→ TEXT PASSAGE:
UNPUBLISHED
UNITED STATES COURT OF APPEALS
FOR THE FOURTH CIRCUIT
No. 20-4569
UNITED STATES OF AMERICA,
Plaintiff - Appellee,
v.
DEMETRIO MCCULLOUGH,
Defendant - Appellant.
Appeal from the United States District Court for the District of Maryland, at Baltimore.
Ellen L. Hollander, District Judge. (1:19-cr-00286-ELH-11)
Submitted: June 29, 2021 Decided: July 1, 2021
Before HARRIS, RICHARDSON, and RUSHING, Circuit Judges.
Dismissed in part and affirmed in part by unpublished per curiam opinion.
Steven H. Levin, ROSENBERG MARTIN GREENBERG LLP, Baltimore, Maryland, for
Appellant. LaRai Everett, Assistant United States Attorney, OFFICE OF THE UNITED
STATES ATTORNEY, Baltimore, Maryland, for Appellee.
Unpublished opinions are not binding precedent in this circuit.

→ EXTRACTED MATERIAL:
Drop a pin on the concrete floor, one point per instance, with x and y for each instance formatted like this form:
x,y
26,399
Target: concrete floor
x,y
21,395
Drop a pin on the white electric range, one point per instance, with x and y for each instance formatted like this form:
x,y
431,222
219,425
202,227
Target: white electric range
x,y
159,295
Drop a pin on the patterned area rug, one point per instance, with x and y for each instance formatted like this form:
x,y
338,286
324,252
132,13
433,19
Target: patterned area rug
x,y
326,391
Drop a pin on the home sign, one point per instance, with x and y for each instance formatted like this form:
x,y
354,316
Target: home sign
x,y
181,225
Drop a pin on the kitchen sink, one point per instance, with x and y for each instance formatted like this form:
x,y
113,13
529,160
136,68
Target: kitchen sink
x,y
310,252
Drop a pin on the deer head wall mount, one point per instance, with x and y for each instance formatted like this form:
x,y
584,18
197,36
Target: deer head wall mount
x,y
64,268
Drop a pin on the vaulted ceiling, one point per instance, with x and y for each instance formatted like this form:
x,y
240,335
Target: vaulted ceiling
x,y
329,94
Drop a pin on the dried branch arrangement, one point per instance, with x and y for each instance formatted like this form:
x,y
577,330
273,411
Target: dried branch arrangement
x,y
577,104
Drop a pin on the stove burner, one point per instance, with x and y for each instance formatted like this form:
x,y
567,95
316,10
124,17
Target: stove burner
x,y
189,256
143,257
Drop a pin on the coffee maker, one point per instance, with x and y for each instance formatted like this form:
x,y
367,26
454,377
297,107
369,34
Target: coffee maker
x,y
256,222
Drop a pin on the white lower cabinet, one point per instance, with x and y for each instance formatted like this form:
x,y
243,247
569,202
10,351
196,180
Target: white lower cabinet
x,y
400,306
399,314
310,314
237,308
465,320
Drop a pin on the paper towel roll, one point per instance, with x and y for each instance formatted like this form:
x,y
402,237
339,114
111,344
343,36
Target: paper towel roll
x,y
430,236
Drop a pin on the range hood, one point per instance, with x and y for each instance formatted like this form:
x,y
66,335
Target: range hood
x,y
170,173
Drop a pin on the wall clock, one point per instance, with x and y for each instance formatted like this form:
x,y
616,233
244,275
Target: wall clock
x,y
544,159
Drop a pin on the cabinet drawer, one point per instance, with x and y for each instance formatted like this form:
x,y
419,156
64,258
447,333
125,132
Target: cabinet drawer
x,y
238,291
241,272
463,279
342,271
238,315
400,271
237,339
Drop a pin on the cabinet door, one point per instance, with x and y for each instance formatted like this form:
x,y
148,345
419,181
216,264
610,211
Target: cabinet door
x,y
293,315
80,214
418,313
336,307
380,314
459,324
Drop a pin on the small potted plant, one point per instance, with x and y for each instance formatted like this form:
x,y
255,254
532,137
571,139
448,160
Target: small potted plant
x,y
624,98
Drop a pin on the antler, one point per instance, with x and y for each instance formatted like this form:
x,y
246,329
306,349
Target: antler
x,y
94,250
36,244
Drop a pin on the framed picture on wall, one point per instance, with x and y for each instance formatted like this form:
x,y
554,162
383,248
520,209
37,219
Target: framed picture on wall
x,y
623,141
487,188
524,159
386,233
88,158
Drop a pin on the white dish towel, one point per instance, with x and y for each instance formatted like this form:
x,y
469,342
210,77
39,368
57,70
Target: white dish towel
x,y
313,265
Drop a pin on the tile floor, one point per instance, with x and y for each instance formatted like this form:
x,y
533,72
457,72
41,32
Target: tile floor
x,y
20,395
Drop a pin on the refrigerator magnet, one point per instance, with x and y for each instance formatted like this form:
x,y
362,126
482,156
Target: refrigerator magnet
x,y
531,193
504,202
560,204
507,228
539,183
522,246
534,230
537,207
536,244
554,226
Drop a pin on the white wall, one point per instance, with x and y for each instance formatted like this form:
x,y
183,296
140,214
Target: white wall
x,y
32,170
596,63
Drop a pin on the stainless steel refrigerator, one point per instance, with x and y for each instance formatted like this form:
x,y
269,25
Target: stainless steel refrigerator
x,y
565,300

→ YOUR OBJECTIVE: In the appeals court header, on what date was the case decided?

→ EXERCISE RESULT: July 1, 2021